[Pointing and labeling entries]
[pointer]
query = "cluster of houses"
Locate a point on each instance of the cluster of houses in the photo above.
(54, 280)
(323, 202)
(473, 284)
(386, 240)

* Task goal
Set down each of the rows above once more, reproducing every line word for word.

* Complete response
[pointer]
query = "cluster of houses"
Locate a point on each instance of the cluster of houses in the photo above.
(54, 280)
(323, 202)
(473, 284)
(386, 240)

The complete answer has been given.